- DATA ROWS -
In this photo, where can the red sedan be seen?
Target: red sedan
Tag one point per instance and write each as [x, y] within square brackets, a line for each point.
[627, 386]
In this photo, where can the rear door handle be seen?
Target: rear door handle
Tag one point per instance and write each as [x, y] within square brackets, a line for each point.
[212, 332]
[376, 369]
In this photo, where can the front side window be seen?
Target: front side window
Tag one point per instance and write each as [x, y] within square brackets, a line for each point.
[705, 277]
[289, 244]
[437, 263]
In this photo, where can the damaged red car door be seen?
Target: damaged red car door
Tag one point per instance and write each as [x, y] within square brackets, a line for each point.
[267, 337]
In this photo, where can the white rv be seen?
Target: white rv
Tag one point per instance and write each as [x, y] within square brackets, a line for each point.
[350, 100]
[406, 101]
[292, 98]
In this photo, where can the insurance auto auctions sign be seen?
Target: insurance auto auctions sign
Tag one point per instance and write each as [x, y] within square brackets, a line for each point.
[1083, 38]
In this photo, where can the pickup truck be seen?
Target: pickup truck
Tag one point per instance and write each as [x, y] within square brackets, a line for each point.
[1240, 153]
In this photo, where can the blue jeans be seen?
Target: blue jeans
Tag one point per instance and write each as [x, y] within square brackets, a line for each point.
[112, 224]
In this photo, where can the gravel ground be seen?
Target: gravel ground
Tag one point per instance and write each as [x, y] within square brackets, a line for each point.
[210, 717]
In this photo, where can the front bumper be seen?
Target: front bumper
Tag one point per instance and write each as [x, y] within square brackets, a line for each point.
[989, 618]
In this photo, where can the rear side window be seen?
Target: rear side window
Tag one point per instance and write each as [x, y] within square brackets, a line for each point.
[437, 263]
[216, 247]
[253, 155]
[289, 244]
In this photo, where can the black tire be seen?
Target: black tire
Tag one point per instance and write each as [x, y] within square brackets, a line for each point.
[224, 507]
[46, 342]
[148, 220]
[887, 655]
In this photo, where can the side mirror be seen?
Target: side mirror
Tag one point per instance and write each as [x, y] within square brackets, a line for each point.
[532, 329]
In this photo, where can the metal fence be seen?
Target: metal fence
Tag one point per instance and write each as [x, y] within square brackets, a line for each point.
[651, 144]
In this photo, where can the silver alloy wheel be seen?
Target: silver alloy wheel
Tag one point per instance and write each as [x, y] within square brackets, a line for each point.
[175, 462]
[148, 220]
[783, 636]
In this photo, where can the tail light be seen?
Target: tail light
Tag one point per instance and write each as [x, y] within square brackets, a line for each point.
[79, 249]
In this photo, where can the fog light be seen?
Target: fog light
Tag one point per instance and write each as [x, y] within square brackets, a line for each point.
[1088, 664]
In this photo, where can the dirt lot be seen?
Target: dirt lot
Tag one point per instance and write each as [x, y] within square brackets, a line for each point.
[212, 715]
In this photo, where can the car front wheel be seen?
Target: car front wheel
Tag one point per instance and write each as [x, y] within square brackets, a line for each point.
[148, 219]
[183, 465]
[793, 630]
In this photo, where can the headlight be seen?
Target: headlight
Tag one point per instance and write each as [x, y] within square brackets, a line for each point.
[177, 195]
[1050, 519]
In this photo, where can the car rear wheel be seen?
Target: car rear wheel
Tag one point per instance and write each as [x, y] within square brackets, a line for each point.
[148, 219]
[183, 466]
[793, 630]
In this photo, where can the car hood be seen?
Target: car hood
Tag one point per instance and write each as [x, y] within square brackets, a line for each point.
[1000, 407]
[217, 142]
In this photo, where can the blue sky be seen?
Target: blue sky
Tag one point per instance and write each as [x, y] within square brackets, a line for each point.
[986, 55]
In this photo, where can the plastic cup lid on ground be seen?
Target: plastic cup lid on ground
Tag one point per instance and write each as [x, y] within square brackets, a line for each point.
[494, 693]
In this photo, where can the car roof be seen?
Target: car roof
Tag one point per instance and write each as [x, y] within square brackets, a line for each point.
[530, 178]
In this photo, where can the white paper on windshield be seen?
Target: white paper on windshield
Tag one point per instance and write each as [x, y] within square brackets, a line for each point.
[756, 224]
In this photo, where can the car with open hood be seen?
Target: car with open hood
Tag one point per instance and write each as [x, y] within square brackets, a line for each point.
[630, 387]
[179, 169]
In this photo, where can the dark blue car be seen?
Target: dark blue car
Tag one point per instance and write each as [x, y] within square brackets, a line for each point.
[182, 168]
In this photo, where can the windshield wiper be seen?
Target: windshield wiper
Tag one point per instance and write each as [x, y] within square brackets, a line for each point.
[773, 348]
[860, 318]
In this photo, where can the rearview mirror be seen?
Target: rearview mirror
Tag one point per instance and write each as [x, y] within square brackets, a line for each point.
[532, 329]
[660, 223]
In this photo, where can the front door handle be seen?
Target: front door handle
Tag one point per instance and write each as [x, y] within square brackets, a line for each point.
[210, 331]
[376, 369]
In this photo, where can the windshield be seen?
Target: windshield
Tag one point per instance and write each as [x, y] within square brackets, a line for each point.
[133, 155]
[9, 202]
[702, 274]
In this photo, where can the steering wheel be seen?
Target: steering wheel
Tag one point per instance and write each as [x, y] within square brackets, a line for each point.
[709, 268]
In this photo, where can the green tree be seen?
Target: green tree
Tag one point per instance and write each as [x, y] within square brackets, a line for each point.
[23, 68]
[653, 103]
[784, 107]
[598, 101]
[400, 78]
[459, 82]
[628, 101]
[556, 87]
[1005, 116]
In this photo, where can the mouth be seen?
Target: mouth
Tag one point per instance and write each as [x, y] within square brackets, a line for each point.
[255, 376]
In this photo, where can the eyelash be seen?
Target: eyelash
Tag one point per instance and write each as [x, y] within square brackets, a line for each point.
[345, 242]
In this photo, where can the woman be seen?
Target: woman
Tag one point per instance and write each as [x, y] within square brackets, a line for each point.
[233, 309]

- REQUIRED TASK -
Scale the lines from the start up to and including the line with "[1240, 153]". Repeat each of those lines in full, but multiply every point coordinate by 2.6 and round it to a whole number, with halves rounded up.

- OUTPUT BELOW -
In this photo, where can the red sedan be seen?
Target: red sedan
Tag one point per instance and write each as [x, y] within square brackets, a line for each point.
[1630, 1004]
In this photo, where can the rear door handle be seen?
Target: rear door handle
Tag one point per instance and write each as [x, y] within square brackets, a line for each point.
[551, 863]
[978, 959]
In this photo, where can the front side window be seen?
Target: front side window
Tag one point per instance and write each as [x, y] within square brackets, a line for each point.
[1833, 720]
[751, 634]
[1136, 684]
In this photo, where can the damaged red car door be seen?
Target: damaged red car door
Tag one point per instance and write each as [x, y] within square brackets, a line for each point.
[694, 876]
In this photo, where can the white rv be seen?
Target: white rv
Tag one point per instance and write each as [x, y] within square brackets, a line for each point.
[910, 260]
[1056, 263]
[759, 255]
In this photo, where can the insurance auto auctions sign be seen?
Target: insurance auto auctions sign
Tag one point per instance and write each as [x, y] within square brackets, a line for each point.
[2816, 99]
In this photo, where can the pickup truck be seen?
Target: pickup truck
Tag one point per instance and write each as [x, y] within square brackets, a line for each point.
[3224, 398]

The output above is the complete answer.